> _Rows from an object pointing dataset_
_ _ _ _

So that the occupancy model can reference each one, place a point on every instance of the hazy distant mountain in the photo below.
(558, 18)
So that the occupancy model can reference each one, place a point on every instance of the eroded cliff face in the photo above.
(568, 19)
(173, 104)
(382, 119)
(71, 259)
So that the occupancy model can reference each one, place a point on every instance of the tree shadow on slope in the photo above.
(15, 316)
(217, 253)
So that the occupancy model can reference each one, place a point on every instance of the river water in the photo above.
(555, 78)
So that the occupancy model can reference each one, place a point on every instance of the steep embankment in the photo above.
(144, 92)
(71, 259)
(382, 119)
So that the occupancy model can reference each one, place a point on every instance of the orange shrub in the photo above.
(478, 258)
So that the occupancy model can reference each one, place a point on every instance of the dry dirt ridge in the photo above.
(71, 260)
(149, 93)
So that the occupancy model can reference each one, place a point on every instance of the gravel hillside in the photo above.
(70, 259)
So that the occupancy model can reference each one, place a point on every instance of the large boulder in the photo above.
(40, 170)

_ _ _ _

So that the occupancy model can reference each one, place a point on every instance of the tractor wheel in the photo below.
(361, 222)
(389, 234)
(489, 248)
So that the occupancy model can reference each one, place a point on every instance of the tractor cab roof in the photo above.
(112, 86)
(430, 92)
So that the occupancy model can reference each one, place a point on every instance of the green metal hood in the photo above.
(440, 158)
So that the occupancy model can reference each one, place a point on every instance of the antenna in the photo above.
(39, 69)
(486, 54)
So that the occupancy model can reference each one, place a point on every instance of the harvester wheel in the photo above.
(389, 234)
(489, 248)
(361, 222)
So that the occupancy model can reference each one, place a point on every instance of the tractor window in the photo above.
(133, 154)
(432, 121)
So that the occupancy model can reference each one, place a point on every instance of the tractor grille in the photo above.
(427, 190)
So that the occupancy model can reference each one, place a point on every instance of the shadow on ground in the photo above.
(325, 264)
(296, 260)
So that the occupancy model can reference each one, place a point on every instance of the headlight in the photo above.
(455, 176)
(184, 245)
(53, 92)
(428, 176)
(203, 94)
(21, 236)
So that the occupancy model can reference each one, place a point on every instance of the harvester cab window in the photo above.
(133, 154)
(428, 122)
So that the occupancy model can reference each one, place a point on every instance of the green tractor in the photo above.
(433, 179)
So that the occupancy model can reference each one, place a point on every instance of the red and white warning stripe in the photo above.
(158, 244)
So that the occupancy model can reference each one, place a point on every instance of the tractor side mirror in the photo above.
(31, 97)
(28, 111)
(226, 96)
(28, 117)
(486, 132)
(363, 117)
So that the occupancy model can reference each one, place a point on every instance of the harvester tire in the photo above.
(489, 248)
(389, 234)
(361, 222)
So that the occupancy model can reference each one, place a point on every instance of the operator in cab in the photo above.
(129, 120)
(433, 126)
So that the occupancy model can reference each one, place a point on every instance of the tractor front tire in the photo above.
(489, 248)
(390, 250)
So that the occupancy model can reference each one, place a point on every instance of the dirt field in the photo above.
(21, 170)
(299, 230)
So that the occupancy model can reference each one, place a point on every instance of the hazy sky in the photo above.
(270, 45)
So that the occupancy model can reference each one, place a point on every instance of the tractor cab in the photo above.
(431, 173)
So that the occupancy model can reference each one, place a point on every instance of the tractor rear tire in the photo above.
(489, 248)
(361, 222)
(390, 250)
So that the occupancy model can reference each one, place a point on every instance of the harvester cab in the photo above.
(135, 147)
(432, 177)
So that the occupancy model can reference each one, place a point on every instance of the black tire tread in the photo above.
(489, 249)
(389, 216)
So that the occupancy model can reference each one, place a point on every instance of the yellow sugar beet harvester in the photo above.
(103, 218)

_ _ _ _

> _YOUR TASK_
Count the lines of the records above that contain the string "below", with case counting, and reply with the number alone.

> _RESULT_
2